EXERCISE GOAL: Substitute "sapling" for "young tree" in the listing, from its start through the line containing "[[630, 264], [487, 239]]", and leave everything else unchanged. Give back only those lines.

Object position labeling listing

%%

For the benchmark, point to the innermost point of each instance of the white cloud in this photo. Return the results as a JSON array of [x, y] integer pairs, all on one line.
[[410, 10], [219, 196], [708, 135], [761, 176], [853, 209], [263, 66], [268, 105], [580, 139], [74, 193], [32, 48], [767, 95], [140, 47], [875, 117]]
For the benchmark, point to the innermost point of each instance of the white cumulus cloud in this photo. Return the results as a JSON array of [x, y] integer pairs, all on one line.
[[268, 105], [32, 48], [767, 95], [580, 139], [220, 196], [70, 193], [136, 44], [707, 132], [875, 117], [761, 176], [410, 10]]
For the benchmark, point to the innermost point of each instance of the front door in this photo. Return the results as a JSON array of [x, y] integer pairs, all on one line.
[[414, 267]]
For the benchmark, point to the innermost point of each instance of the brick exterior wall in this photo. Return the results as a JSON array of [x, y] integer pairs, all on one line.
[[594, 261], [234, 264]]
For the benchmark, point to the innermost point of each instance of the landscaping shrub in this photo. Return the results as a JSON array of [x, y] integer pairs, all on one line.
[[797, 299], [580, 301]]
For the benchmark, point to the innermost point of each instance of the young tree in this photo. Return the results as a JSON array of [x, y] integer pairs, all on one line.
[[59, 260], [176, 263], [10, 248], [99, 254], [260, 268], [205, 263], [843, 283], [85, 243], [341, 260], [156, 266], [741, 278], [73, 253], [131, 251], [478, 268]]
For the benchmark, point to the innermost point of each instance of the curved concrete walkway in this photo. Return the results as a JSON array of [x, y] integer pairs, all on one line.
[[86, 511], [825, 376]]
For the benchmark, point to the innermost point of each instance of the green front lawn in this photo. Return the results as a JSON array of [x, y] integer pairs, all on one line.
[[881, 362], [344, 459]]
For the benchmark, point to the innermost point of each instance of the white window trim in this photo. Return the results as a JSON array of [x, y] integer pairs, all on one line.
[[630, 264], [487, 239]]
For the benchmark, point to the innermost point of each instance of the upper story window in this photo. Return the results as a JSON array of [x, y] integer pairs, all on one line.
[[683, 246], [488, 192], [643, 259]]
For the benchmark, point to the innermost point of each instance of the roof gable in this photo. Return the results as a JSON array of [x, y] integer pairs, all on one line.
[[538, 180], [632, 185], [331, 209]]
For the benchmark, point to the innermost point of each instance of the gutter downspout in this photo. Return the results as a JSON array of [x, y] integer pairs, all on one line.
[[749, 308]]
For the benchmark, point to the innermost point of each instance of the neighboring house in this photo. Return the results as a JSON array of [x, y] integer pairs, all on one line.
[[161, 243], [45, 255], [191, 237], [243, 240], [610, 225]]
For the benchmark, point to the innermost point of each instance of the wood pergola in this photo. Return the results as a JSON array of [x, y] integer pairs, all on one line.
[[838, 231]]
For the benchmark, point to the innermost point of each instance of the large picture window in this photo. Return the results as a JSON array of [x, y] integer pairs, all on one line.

%%

SOLUTION TO THIS TASK:
For the benchmark, point to the innermost point of each instance of the white cloud in this photo. Return the results as a JSON array of [x, y] integer pairs, all on one line.
[[410, 10], [219, 196], [708, 135], [761, 176], [853, 209], [263, 66], [268, 105], [580, 139], [74, 193], [32, 48], [767, 95], [140, 47], [875, 117]]
For the benchmark, point to the innermost point of each instance of the white cumulus cloud in this photo. Return the results as a JSON array of [x, y] integer pairs, all on one line.
[[268, 105], [32, 48], [767, 95], [580, 139], [220, 196], [70, 193], [136, 44], [707, 132], [875, 117], [761, 176], [410, 10]]
For the benchmark, point to the innermost point of each instance of the front door in this photo. Return the results as a JSON array of [x, y] integer pairs, all on one line.
[[414, 267]]
For the benchmark, point to the innermost point of each instance of the brick exterior wall in this photo. Return the results as a JSON array of [x, y] integer pairs, all on one line.
[[594, 261], [234, 264]]
For the benchmark, point to the innermost point of each instance of the landscaping shrub in this photo. Return the results as a JSON array of [x, y] integer pairs, all on one line.
[[797, 299], [580, 301]]
For the benchmark, point to the innermost point of each instance of the sapling in this photo. Return the results as a JSON array of [x, y] integer pairs, all on one line.
[[59, 260], [176, 263], [10, 248], [99, 254], [260, 268], [205, 263], [843, 283], [85, 243], [341, 260], [156, 266], [741, 278], [73, 253], [131, 251], [478, 268]]
For the benchmark, point to the innermost point of each instance of the curved concrete walkway in this photo. Return the results as a JSON array of [x, y] integer pairs, all on one line.
[[86, 511], [825, 376]]
For the benchmark, point to the innermost point of each instance of the green front lawn in this photo. Return the results as a JSON array of [x, y] integer pairs, all on one line.
[[881, 362], [344, 459]]
For the benchmark, point to the innermost point of each instance of the white window trim in this photo. Return the results as a JSON array of [x, y] integer pairs, all on one line.
[[630, 264], [487, 239]]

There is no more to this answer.